** Start **

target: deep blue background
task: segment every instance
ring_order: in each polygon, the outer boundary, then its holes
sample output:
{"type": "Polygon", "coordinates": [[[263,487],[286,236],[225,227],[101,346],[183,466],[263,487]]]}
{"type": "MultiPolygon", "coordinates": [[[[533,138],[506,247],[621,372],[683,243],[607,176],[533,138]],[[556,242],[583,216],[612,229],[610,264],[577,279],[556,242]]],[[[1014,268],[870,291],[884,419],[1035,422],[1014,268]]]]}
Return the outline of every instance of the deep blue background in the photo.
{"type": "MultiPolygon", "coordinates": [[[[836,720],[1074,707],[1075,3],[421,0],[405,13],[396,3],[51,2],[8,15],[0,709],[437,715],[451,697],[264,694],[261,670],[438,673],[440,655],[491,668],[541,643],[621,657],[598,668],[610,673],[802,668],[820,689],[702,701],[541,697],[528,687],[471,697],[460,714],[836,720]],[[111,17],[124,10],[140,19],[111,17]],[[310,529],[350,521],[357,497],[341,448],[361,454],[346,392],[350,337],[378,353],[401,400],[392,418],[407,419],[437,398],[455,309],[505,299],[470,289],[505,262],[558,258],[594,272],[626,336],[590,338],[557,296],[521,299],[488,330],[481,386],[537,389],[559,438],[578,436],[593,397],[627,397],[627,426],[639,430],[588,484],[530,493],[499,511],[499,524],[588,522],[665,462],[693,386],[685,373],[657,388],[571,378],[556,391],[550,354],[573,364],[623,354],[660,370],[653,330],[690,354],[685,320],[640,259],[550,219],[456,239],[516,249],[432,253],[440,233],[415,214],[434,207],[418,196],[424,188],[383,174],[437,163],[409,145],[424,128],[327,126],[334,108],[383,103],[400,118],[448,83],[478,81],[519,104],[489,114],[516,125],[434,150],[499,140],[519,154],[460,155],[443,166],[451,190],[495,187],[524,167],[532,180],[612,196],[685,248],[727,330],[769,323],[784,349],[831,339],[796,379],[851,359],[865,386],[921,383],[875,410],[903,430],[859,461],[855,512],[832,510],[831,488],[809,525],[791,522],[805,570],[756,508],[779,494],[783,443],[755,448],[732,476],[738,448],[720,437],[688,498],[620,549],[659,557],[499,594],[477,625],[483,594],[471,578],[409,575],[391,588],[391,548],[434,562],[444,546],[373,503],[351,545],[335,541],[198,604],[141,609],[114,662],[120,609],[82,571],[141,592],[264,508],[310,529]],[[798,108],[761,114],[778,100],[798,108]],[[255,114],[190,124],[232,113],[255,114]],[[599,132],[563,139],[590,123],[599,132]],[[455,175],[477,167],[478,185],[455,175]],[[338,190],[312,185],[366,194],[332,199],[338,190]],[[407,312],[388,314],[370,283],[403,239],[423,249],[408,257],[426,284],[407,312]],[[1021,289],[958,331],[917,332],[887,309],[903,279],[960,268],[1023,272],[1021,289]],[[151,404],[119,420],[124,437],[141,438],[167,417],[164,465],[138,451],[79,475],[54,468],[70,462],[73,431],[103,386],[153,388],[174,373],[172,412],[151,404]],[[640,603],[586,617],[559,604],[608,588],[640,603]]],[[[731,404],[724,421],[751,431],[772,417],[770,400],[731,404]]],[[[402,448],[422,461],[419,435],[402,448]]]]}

** End **

TASK DETAILS: Reproduce every line of the records above verbatim, without changing any character.

EXERCISE ANSWER:
target: deep blue background
task: segment every instance
ring_order: in each polygon, the outer boundary, then its holes
sample output:
{"type": "Polygon", "coordinates": [[[263,487],[286,236],[225,227],[101,346],[183,466],[263,487]]]}
{"type": "MultiPolygon", "coordinates": [[[[533,138],[506,247],[621,372],[683,243],[607,176],[533,138]],[[556,242],[583,216],[612,229],[610,264],[577,279],[556,242]]],[[[1014,268],[870,291],[884,419],[1035,422],[1014,268]]]]}
Return the outline of every instance of the deep blue background in the photo.
{"type": "MultiPolygon", "coordinates": [[[[836,720],[1074,707],[1075,3],[421,0],[405,13],[396,3],[51,2],[8,15],[0,709],[437,715],[451,697],[264,694],[261,670],[438,673],[440,655],[491,668],[541,643],[621,657],[598,668],[610,673],[802,668],[820,689],[702,701],[541,697],[528,687],[471,697],[460,714],[836,720]],[[111,17],[124,10],[140,19],[111,17]],[[310,529],[350,521],[357,497],[341,448],[361,454],[346,392],[350,337],[378,353],[401,400],[392,418],[407,419],[437,398],[455,309],[505,299],[470,289],[505,262],[558,258],[594,272],[626,336],[590,338],[557,296],[521,299],[488,330],[481,386],[537,389],[559,438],[578,436],[593,397],[627,397],[627,426],[639,430],[588,484],[530,493],[499,511],[499,524],[588,522],[665,462],[693,386],[685,373],[657,388],[571,378],[556,391],[550,354],[573,364],[623,354],[660,370],[653,330],[690,354],[685,320],[640,259],[550,219],[456,239],[516,249],[432,253],[440,233],[415,214],[434,207],[418,196],[424,188],[383,174],[437,163],[409,145],[424,128],[327,126],[334,108],[383,103],[400,118],[448,83],[478,81],[519,104],[489,114],[516,125],[434,150],[499,140],[519,154],[460,155],[443,166],[451,190],[495,187],[524,167],[532,180],[612,196],[685,248],[727,330],[769,323],[784,349],[831,339],[796,379],[851,359],[865,386],[921,383],[875,410],[903,430],[859,461],[855,512],[832,510],[831,488],[809,525],[791,522],[805,570],[756,508],[779,494],[783,443],[755,448],[732,476],[738,448],[720,437],[688,498],[620,549],[659,557],[499,594],[477,625],[483,594],[471,578],[409,575],[391,588],[391,548],[434,562],[444,546],[373,503],[351,545],[335,541],[198,604],[141,609],[114,662],[120,609],[82,571],[141,592],[264,508],[310,529]],[[798,108],[761,114],[778,100],[798,108]],[[255,114],[190,124],[232,113],[255,114]],[[599,132],[563,139],[590,123],[599,132]],[[455,175],[477,167],[478,185],[455,175]],[[338,190],[312,185],[366,194],[332,199],[338,190]],[[407,312],[388,314],[370,283],[403,239],[423,249],[408,257],[426,284],[407,312]],[[1021,289],[958,331],[917,332],[887,309],[903,279],[960,268],[1023,272],[1021,289]],[[151,404],[119,420],[124,437],[141,438],[167,417],[164,465],[138,451],[79,475],[54,468],[70,462],[73,431],[103,386],[153,388],[174,373],[172,412],[151,404]],[[640,603],[586,617],[559,604],[608,588],[640,603]]],[[[731,404],[724,421],[751,431],[772,417],[770,400],[731,404]]],[[[402,448],[422,461],[419,435],[402,448]]]]}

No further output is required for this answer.